▶ Prompt A: In the freight index passage, what reading did the Shippers Conditions Index reach in June?
## Begin Source passage
Bloomington, Ind.--FTR’s Shippers Conditions Index (SCI) for June improved a point from the previous month to a reading of -6.5. The improvement may be short lived, however, as FTR forecasts the index to fall back again in July and,...



Bloomington, Ind.–FTR’s Shippers Conditions Index (SCI) for June improved a point from the previous month to a reading of -6.5. The improvement may be short lived, however, as FTR forecasts the index to fall back again in July and, moving forward through the end of the year, settling in a range similar to or lower than May. Both spot rates and contract rates to move freight are increasing in a full capacity environment, and that is not expected to change. As the fall shipping season surge comes to fruition, conditions for shippers will only deteriorate more.

 “While the June SCI moved in a positive way for shippers, it still remains quite negative and highlights that they are operating in a capacity constrained environment. To date in this recovery, aside from the weather-plagued winter of 2014, freight growth has been both fairly stable and relatively modest. This has allowed fleets to operate with very little excess capacity and keep contract rates relatively low as they focused on baseload contracts. This has moved much of the demand fluctuations to the spot market – in which price swings can be much more dramatic. Spot rates have started to show an early upward movement at the end of the summer season, highlighting potential capacity issues as we move into the fall freight shipping season. Contract rates will be moving up, but it will be wise to watch spot rate activity to see how demand and capacity are matching up,” said Jonathan Starks, FTR’s Director of Transportation Analysis.

The Shippers Conditions Index is a compilation of factors affecting the shippers transport environment. Any reading below zero indicates a less-than-ideal environment for shippers. Readings below 10 signal that conditions for shippers are approaching critical levels, based on available capacity and expected rates.
## End Source passage
## Begin Data records
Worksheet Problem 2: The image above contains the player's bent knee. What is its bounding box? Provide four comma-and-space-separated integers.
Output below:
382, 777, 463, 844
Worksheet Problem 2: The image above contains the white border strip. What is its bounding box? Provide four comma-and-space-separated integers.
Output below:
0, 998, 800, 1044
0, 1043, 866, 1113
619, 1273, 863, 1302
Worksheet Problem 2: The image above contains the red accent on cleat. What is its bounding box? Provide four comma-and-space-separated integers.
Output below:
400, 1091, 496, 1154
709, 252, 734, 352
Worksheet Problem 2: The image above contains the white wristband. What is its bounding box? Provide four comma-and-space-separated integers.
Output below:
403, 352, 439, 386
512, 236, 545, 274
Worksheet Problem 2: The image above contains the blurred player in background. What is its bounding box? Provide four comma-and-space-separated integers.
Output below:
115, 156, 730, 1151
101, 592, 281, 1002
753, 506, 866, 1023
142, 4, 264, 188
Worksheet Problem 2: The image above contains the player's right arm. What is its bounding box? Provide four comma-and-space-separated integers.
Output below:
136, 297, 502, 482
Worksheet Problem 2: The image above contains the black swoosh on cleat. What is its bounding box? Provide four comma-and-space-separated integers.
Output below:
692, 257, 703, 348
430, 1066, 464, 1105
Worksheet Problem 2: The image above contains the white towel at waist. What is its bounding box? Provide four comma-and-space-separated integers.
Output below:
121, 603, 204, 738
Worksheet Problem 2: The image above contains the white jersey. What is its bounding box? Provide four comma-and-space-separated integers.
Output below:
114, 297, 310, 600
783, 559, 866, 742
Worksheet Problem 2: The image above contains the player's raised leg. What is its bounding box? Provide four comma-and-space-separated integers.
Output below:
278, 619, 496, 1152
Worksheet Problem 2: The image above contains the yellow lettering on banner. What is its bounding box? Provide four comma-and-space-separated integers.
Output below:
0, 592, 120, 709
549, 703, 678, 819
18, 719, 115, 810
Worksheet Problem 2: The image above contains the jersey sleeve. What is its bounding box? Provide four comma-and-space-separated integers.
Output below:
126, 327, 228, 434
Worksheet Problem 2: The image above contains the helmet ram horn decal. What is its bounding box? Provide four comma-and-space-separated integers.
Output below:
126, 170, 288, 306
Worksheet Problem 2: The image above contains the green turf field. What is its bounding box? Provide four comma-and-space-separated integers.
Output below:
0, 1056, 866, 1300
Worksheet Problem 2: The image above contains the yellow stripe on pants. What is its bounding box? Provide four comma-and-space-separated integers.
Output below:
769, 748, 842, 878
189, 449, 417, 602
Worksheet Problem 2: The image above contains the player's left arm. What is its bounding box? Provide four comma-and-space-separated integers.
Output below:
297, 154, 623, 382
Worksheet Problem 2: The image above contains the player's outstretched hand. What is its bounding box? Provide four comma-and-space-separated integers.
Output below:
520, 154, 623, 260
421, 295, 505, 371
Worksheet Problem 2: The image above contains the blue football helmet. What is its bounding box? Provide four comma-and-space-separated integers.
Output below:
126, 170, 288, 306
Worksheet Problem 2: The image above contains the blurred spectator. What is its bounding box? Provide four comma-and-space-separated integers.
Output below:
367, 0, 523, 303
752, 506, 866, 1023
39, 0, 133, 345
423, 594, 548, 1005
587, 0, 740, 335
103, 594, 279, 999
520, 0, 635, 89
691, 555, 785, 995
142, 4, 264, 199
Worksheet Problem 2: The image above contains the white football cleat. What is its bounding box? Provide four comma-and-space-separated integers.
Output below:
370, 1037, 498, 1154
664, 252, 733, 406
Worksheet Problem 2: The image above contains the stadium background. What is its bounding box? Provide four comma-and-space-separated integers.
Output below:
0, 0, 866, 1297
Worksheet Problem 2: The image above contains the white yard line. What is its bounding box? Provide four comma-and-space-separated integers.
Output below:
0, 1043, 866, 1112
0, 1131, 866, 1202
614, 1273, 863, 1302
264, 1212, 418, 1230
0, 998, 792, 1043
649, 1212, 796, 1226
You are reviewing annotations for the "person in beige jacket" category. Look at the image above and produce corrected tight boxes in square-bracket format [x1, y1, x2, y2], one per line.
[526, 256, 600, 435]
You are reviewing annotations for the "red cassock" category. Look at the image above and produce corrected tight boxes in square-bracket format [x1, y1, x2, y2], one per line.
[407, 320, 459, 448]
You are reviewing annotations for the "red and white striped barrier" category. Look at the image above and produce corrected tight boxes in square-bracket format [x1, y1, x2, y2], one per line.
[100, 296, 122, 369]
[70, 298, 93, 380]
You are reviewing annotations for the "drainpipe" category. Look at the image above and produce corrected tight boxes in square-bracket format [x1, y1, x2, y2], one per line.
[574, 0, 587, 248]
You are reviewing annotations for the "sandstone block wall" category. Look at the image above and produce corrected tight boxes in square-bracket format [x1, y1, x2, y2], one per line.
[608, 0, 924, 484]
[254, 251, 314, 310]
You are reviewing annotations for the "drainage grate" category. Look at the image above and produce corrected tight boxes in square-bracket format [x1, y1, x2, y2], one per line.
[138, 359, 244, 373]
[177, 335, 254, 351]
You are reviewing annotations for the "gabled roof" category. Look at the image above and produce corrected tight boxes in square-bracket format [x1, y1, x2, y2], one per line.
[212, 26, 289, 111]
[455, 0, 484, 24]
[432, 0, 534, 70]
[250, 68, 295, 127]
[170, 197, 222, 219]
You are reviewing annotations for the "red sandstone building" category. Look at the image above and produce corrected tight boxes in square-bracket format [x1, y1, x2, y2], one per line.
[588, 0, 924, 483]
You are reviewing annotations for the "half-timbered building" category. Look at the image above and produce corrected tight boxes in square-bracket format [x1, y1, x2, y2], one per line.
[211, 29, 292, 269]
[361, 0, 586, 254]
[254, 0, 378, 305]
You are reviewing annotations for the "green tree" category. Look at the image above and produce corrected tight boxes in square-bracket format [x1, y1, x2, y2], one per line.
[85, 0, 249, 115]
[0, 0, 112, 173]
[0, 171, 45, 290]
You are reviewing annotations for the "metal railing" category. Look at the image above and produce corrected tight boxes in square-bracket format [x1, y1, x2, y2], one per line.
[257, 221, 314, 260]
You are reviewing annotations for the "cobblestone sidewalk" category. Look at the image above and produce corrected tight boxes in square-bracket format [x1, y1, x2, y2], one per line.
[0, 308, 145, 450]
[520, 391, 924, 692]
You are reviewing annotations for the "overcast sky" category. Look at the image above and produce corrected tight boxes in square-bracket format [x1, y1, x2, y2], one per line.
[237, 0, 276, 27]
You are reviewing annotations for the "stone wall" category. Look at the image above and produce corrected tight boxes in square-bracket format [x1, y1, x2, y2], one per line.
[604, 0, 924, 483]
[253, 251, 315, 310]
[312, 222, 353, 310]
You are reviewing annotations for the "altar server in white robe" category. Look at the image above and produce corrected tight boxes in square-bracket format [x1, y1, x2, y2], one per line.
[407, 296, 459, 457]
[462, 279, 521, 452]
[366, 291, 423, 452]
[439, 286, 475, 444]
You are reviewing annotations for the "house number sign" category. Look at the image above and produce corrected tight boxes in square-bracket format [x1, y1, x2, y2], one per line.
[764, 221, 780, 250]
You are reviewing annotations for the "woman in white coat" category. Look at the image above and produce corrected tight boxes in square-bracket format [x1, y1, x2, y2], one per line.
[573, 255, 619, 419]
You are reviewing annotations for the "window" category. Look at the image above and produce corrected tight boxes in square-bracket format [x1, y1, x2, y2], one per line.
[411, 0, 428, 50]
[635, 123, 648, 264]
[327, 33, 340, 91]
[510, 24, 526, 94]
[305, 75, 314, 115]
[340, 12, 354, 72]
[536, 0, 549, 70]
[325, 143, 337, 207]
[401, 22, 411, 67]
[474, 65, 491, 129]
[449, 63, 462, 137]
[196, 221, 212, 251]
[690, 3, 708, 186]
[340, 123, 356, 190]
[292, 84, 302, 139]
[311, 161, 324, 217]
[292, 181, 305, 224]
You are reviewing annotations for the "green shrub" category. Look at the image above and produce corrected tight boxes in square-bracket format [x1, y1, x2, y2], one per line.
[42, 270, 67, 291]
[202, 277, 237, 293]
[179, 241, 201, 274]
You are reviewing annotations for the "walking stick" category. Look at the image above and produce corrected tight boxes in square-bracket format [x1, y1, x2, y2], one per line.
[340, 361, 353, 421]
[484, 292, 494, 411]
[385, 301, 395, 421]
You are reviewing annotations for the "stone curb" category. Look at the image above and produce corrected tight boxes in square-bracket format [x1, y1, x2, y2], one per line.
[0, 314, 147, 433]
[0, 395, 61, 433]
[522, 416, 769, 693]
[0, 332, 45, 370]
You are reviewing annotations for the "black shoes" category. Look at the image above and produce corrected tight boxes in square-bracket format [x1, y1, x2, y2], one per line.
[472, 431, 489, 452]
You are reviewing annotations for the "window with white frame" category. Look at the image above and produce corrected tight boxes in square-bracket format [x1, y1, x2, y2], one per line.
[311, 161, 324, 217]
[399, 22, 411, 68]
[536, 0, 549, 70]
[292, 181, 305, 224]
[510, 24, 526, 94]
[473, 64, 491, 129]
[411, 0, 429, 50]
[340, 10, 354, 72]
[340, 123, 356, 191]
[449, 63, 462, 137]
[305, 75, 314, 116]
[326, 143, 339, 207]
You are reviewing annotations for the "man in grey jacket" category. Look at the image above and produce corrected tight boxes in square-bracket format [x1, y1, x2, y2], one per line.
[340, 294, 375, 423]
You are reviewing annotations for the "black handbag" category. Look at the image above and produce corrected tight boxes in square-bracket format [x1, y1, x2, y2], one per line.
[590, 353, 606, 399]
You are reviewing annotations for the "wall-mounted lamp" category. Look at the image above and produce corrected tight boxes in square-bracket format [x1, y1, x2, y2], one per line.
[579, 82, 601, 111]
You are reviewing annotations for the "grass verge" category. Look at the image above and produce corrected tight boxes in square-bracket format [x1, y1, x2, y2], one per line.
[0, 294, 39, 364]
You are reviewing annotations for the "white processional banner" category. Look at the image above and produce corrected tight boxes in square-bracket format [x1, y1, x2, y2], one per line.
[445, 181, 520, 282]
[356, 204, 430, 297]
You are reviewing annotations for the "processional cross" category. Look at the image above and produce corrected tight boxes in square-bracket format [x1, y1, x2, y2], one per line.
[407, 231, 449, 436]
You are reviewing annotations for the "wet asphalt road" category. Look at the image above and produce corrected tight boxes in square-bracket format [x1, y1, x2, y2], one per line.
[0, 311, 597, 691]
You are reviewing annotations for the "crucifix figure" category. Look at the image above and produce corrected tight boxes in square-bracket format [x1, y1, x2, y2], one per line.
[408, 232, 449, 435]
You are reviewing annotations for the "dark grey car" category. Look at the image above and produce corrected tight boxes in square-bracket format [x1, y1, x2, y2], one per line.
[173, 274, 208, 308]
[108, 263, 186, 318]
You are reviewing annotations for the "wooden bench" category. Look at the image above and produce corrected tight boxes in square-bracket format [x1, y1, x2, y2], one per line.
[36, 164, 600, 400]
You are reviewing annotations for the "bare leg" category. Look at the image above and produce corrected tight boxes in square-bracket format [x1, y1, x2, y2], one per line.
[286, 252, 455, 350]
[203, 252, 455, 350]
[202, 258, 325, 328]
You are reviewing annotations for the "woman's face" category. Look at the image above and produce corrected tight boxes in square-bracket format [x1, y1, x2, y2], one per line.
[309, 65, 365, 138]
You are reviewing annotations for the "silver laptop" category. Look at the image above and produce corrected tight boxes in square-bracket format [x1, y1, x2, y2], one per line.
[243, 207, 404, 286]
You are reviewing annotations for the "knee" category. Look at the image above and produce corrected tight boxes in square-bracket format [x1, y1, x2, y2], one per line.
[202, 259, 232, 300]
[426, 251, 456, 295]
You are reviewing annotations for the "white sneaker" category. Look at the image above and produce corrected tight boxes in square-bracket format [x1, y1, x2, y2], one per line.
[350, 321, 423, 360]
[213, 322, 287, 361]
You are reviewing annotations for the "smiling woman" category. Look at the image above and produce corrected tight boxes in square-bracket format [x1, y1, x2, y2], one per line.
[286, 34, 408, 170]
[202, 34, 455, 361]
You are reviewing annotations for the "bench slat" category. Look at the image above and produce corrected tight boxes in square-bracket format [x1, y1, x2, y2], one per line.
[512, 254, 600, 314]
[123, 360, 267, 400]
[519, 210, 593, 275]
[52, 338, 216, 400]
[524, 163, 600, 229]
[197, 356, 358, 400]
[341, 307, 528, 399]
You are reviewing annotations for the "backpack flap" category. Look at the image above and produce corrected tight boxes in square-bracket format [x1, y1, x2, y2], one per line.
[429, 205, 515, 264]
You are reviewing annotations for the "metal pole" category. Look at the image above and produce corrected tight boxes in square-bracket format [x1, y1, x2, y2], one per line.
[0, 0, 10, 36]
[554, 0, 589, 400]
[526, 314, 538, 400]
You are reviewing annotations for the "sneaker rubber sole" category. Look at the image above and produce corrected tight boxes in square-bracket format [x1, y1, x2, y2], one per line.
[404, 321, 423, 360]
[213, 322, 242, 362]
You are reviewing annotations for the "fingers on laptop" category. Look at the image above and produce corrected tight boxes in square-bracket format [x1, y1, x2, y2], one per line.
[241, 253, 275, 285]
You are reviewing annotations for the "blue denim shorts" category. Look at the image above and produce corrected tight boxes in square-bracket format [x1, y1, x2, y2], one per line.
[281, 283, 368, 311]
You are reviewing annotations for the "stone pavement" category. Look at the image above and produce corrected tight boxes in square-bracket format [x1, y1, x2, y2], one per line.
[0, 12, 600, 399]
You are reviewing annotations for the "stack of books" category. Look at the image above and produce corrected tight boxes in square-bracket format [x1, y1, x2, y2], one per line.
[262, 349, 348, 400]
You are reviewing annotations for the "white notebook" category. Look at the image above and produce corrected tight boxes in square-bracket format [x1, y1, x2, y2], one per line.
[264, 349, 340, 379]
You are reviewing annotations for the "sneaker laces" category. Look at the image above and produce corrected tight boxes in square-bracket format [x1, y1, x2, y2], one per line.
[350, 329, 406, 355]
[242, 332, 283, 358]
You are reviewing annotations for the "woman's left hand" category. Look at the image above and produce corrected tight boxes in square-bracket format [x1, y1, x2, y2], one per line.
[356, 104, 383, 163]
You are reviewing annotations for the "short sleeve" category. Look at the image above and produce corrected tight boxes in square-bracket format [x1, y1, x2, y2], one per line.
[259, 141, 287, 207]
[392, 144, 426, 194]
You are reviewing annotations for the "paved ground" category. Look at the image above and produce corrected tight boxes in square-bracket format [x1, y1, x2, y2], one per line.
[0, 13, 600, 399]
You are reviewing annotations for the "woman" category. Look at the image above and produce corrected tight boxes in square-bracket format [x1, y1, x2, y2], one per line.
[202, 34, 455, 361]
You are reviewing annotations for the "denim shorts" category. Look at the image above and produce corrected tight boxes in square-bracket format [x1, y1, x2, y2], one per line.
## End Data records
▶ Prompt B: Rewrite the listing from its first line through the line containing "709, 252, 734, 352", substituting "Result" for "Output" and leaving everything else unchanged. Give only those lines.

▶ Full solution A: -6.5

▶ Full solution B:
Worksheet Problem 2: The image above contains the player's bent knee. What is its bounding box? Provide four comma-and-space-separated integers.
Result below:
382, 777, 463, 844
Worksheet Problem 2: The image above contains the white border strip. What is its bounding box? Provide four comma-and-space-separated integers.
Result below:
0, 998, 800, 1044
0, 1043, 866, 1113
619, 1273, 863, 1302
Worksheet Problem 2: The image above contains the red accent on cleat. What is its bounding box? Provide four comma-and-space-separated integers.
Result below:
400, 1091, 496, 1154
709, 252, 734, 352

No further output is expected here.